Transcribe every entry precisely, omitting nothing.

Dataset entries
%%
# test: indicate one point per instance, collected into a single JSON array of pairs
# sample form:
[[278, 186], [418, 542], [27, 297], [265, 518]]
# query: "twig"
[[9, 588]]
%%
• _Result of this task_
# test: indicate one point per instance, collected into a single JSON array of pairs
# sample form:
[[278, 186], [418, 542], [27, 297], [265, 518]]
# query: "twig"
[[9, 588]]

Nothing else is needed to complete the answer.